### PROBLEM DESCRIPTION
Begin at the line of the items below that contains "Category: sun glow" and continue through the last item. Render those lines as a JSON list of strings, one string per line, leaving out blank lines.

Stored data:
= = = =

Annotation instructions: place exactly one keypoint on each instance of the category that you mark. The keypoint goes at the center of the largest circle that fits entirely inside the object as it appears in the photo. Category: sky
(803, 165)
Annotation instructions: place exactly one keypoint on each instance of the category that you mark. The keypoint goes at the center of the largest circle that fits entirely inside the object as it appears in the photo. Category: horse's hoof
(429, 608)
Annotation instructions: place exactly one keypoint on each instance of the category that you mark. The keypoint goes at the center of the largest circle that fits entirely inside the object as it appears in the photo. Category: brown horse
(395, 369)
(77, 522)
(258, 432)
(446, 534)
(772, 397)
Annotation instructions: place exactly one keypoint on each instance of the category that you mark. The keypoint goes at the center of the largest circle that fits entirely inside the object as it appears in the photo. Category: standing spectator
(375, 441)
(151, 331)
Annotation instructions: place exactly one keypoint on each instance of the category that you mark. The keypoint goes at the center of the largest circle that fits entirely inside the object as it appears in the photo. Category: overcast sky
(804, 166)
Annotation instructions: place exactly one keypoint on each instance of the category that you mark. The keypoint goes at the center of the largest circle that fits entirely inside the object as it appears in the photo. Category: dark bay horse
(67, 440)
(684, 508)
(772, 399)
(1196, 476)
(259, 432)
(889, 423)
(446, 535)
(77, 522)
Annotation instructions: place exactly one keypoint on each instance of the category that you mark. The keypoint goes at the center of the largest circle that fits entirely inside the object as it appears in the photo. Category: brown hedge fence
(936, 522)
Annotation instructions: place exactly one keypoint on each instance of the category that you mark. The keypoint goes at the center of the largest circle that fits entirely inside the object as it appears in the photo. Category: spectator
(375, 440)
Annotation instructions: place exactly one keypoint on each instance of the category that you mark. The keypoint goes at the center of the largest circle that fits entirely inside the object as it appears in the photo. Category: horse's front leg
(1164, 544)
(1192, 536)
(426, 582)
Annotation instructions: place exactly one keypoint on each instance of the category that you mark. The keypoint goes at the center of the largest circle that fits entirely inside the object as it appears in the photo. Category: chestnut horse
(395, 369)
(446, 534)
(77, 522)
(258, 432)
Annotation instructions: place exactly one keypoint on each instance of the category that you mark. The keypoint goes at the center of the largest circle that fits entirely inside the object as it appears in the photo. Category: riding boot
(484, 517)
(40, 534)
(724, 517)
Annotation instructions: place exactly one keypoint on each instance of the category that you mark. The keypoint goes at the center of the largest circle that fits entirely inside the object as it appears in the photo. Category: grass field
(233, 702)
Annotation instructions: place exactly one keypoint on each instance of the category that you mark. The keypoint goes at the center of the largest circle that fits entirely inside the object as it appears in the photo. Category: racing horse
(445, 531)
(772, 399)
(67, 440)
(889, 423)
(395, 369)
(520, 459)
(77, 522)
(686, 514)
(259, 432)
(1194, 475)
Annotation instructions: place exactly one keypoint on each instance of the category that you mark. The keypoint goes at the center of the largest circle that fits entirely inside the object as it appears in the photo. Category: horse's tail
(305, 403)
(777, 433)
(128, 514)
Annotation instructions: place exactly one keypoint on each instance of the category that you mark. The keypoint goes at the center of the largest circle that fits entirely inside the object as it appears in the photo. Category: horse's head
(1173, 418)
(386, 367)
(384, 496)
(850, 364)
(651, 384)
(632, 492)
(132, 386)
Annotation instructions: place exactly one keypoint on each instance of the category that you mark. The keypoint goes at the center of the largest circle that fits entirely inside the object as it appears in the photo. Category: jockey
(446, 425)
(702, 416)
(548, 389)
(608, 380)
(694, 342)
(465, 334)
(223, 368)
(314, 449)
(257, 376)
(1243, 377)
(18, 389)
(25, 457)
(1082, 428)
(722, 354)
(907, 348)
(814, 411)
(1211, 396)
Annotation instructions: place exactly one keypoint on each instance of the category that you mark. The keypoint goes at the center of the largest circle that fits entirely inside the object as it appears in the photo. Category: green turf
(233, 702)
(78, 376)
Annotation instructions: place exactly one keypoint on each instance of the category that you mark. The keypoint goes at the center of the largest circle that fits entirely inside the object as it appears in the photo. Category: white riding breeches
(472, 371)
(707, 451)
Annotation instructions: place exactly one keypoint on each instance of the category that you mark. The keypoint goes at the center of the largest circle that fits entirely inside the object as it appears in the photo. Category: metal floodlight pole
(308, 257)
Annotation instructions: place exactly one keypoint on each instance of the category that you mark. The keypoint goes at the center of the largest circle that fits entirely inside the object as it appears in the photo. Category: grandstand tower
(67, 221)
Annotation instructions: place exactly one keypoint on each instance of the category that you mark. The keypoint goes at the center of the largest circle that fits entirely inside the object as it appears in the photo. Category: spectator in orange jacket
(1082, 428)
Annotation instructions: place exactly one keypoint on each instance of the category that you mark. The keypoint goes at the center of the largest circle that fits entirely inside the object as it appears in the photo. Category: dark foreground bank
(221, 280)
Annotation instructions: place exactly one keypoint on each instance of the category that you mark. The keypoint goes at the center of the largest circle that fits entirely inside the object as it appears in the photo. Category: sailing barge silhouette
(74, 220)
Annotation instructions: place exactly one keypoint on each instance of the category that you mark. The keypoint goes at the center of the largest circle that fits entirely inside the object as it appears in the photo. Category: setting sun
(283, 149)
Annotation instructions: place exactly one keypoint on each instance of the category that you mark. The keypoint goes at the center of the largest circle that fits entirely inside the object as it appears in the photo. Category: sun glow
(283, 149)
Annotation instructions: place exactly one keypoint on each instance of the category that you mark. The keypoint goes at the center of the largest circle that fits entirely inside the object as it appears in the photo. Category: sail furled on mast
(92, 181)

= = = =

### EXERCISE ANSWER
[
  "Annotation instructions: place exactly one keypoint on each instance of the category that you mark. The keypoint goes at the center of the largest circle that fits entirely inside the object as it appears in the photo. Category: sun glow",
  "(283, 149)",
  "Annotation instructions: place exactly one keypoint on each instance of the category that you mark. The keypoint goes at the center of the largest circle that fits entirely inside the object as it appears in the photo. Category: sail furled on mast",
  "(92, 181)"
]